Required tasks:
1. In the article on spring's flashy prints, translate this sentence into Spanish: "In some cases several patterns are combined in one garment."
2. According to the article on spring's flashy prints, which eye-catching colors did women start moving into after black and gray?
3. Resume the article on spring's flashy prints from the point where it stops.

Selected extract:

Archive for Saturday, March 31, 2001

Flashy prints are a sign of spring

March 31, 2001


When you've dieted too long on fish and salad, you sometimes develop an irresistible craving for a sumptuously rich meal. Bring on the foie gras, cheese, hollandaise and chocolate souffle and hang the consequences.

So it is in the fashion arena. After the simplicity and gentility of the '90s, strong color, luxurious looks and embellishments have dominated the world of chic in recent seasons. This spring flashy in-your-face patterns are adding to the frenzy.

Not so long ago women started to move from black and gray into eye-catching colors such as fuchsia, yellow, pink, turquoise and lime green. Certainly color is still with us, but it's often mixed like a stew, into dizzying prints. Florals are a spring perennial. Animal prints are classics.

But the stores also are full of swirling linears, pop art geometrics, squares, camouflage and images you usually see only in dreams. In some cases several patterns are combined in one garment.

Accessories including handbags, shoes, socks and hair bands are popping up in oh-wow color prints. "Get graphic," In Style magazine advises readers.

Leatrice Eiseman, a Seattle-based color consultant and author, says the prints are, indeed, part of the evolution of the color cravings.

"It's been there, but before it was in blocks," she says. "But in the print, it's a new take on combinations. It's integrated."

Dataset extract:
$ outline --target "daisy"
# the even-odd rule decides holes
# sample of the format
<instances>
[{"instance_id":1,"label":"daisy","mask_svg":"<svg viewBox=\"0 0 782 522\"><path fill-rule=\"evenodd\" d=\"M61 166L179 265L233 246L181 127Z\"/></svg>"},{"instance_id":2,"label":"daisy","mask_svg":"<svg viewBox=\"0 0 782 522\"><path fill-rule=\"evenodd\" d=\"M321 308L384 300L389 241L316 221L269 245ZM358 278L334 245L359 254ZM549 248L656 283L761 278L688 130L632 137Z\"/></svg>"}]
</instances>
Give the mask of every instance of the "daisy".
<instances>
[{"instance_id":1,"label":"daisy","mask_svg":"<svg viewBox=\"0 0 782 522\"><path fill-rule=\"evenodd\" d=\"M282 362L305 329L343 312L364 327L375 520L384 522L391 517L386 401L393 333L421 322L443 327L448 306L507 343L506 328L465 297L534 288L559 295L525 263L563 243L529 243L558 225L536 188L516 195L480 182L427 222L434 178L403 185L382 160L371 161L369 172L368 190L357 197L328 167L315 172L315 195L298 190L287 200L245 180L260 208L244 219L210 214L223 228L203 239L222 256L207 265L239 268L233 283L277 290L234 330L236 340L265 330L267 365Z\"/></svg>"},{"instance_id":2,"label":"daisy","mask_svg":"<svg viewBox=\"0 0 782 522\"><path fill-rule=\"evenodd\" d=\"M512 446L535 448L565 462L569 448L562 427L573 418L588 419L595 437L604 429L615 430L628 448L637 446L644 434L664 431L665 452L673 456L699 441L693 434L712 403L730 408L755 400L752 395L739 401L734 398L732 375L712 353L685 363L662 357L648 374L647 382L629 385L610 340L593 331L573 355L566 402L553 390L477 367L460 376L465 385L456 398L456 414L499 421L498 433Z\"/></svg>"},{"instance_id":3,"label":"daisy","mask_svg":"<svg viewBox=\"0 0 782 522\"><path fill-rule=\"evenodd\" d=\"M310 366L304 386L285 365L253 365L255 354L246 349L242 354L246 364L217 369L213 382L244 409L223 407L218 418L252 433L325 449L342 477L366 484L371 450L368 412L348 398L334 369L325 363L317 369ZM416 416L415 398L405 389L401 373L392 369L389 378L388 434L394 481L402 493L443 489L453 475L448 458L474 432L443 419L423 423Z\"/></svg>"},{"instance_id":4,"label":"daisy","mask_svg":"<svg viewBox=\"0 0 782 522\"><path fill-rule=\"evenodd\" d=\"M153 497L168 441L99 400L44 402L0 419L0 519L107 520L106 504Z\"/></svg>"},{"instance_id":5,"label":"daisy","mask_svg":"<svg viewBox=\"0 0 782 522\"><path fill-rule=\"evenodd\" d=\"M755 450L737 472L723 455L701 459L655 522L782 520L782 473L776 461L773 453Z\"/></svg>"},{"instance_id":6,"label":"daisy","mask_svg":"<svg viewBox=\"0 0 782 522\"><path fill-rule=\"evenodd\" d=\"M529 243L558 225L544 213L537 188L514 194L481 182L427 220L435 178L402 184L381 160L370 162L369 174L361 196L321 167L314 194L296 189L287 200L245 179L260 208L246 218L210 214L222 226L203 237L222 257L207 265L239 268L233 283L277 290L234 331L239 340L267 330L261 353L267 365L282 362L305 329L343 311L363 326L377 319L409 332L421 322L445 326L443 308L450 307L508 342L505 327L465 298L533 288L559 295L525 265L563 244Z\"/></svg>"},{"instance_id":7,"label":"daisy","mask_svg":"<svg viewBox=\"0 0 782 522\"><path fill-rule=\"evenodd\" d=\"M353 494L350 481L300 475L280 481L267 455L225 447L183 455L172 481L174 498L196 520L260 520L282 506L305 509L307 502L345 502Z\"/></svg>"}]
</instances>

Expected outputs:
1. En algunos casos, se combinan varios estampados en una sola prenda.

2. Fuchsia, yellow, pink, turquoise and lime green.

3.
The prints are probably the fastest way to update your closet. If you buy a print blouse or shirt dress, "people won't notice you're wearing last year's pants or skirt," David Wolfe, a retail consultant, said.

Prints have infiltrated casual wear and given new life to the trendy Capri pants of recent years, says Tina Hodak, fashion director of the May Co., the parent company of the Jones Store.

Graphics have long been classic for designer Nicole Miller. Famous for her pop culture print ties in the '90s, for spring she combined patterns such as leopard with bold florals. Her summer group has pebbles added to the mix, and last fall she (and Christian Dior) offered camouflage prints, an idea that has filtered down into mainstream and menswear markets.

It's the art of the design that appeals to Miller, says Meredith Wollins, the company public relations director.

"It's the mixing of all the different colors and patterns," she says. "It just adds flavor to the outfit."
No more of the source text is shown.